● **Task objective**
Convert the lines below into a JSON list of strings with one string per line, leaving out any blank lines.
----
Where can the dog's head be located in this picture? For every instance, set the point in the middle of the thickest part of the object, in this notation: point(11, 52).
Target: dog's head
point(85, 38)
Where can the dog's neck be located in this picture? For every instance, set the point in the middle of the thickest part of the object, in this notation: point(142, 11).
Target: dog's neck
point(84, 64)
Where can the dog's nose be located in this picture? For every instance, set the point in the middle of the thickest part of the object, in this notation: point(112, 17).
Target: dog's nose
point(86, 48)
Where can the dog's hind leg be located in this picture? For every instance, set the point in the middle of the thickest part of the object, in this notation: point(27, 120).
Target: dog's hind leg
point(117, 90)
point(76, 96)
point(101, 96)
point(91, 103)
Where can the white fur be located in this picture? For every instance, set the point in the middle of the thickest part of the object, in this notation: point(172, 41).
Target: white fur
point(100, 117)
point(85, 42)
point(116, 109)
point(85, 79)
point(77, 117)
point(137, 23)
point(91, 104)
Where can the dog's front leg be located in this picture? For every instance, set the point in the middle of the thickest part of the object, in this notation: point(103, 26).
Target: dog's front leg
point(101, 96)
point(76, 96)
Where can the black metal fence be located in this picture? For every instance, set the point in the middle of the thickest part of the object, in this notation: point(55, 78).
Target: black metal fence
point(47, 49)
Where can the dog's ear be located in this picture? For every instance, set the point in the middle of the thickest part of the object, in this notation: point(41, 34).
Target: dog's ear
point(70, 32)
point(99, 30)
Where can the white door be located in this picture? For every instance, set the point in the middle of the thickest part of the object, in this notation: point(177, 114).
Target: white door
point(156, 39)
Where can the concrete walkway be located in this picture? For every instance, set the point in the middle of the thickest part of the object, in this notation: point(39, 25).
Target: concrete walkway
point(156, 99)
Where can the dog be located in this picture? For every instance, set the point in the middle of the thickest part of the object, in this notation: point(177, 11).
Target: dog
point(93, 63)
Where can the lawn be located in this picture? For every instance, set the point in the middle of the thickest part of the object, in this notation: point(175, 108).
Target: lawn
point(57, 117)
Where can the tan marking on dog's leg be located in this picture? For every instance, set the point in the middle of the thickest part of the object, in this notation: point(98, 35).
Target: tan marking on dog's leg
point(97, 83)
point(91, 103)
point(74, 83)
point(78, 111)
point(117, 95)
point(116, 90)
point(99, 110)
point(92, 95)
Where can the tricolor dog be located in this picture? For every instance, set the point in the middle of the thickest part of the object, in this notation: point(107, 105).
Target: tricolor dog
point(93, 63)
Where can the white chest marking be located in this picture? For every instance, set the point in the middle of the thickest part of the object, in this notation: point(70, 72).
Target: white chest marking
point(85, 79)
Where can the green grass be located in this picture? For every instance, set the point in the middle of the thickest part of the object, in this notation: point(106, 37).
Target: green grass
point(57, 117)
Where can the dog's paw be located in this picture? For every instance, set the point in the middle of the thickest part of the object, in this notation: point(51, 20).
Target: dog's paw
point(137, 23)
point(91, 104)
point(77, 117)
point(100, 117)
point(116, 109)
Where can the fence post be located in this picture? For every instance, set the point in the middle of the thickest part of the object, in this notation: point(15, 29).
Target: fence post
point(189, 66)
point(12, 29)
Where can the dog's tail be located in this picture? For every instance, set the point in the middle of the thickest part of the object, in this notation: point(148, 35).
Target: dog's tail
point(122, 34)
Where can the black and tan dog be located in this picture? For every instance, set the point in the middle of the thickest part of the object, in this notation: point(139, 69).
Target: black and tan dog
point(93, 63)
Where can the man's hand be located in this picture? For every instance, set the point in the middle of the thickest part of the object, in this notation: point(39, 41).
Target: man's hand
----
● **Full solution**
[
  "Where can the dog's head be located in this picture? For every instance, set the point in the middle of the thickest part of the object, in this notation: point(11, 52).",
  "Target: dog's head",
  "point(85, 38)",
  "Where can the dog's neck be located in this picture? For every instance, set the point in the middle of the thickest part of the object, in this notation: point(142, 11).",
  "Target: dog's neck",
  "point(84, 64)",
  "Where can the dog's nose be located in this picture? For every instance, set the point in the middle of the thickest part of the object, in this notation: point(112, 17).",
  "Target: dog's nose",
  "point(86, 48)",
  "Where can the dog's hind leg be located in this picture? For every instance, set the point in the middle of the thickest part of the object, in this notation: point(27, 120).",
  "Target: dog's hind leg",
  "point(117, 90)",
  "point(76, 96)",
  "point(101, 96)",
  "point(91, 103)",
  "Where can the white fur be located in this picture? For every instance, set the point in the middle of the thickest part of the object, in this notation: point(172, 41).",
  "Target: white fur",
  "point(100, 117)",
  "point(85, 42)",
  "point(116, 109)",
  "point(85, 79)",
  "point(77, 117)",
  "point(137, 23)",
  "point(91, 104)",
  "Where can the dog's front leg be located in this picture? For every instance, set the point in the middle of the thickest part of the object, in this notation: point(103, 26).",
  "Target: dog's front leg",
  "point(101, 96)",
  "point(76, 96)",
  "Where can the black metal fence be located in this picture? For every instance, set the point in the middle of the thickest part of the object, in this notation: point(55, 78).",
  "Target: black metal fence",
  "point(47, 49)",
  "Where can the dog's ear be located in this picture? For every instance, set the point in the middle of the thickest part of the object, in this notation: point(41, 34).",
  "Target: dog's ear",
  "point(70, 32)",
  "point(99, 30)",
  "Where can the white door be located in this picture? For every instance, set the point in the middle of the thickest part of the object, in this notation: point(177, 114).",
  "Target: white door",
  "point(156, 39)",
  "Where can the concrete walkway be located in this picture? For every instance, set the point in the middle of the thickest part of the object, in this notation: point(39, 25).",
  "Target: concrete walkway",
  "point(156, 99)",
  "Where can the dog be located in this picture? For every instance, set the point in the middle of the thickest part of the object, in this notation: point(177, 11).",
  "Target: dog",
  "point(93, 63)",
  "Where can the lawn be located in this picture? For every instance, set the point in the middle of the thickest part of the object, in this notation: point(175, 108).",
  "Target: lawn",
  "point(57, 117)",
  "Where can the tan marking on dog's leg be located in this picture? For every instance, set the point in the middle of the thickest part of the object, in this notation: point(98, 35).",
  "Target: tan marking on dog's leg",
  "point(97, 83)",
  "point(91, 103)",
  "point(74, 83)",
  "point(78, 111)",
  "point(117, 95)",
  "point(116, 90)",
  "point(99, 110)",
  "point(92, 95)",
  "Where can the tricolor dog be located in this picture? For every instance, set the point in the middle of the thickest part of the object, in this notation: point(107, 105).",
  "Target: tricolor dog",
  "point(93, 63)",
  "Where can the white chest marking be located in this picture? For every instance, set the point in the middle of the thickest part of the object, in this notation: point(70, 72).",
  "Target: white chest marking",
  "point(85, 79)",
  "Where can the green grass be located in this picture? For every instance, set the point in the middle of the thickest part of the object, in this notation: point(106, 37).",
  "Target: green grass",
  "point(57, 117)",
  "Where can the dog's paw be located in this picture? For every instance, set the point in the middle of the thickest part of the object, in this notation: point(51, 20).",
  "Target: dog's paw",
  "point(137, 23)",
  "point(91, 104)",
  "point(77, 117)",
  "point(100, 117)",
  "point(116, 109)",
  "Where can the fence post be located in this picture? For every instance, set the point in the middle of the thickest part of the object, in this notation: point(15, 29).",
  "Target: fence post",
  "point(189, 66)",
  "point(12, 29)",
  "Where can the dog's tail be located in this picture? For every instance, set the point in the middle of the thickest part of the object, in this notation: point(148, 35).",
  "Target: dog's tail",
  "point(122, 34)",
  "Where can the black and tan dog be located in this picture? For every instance, set the point in the middle of the thickest part of the object, in this notation: point(139, 69).",
  "Target: black and tan dog",
  "point(93, 63)",
  "Where can the man's hand be located in this picture? For every instance, set the point in the middle of the thickest part of the object, in this notation: point(39, 41).",
  "Target: man's hand"
]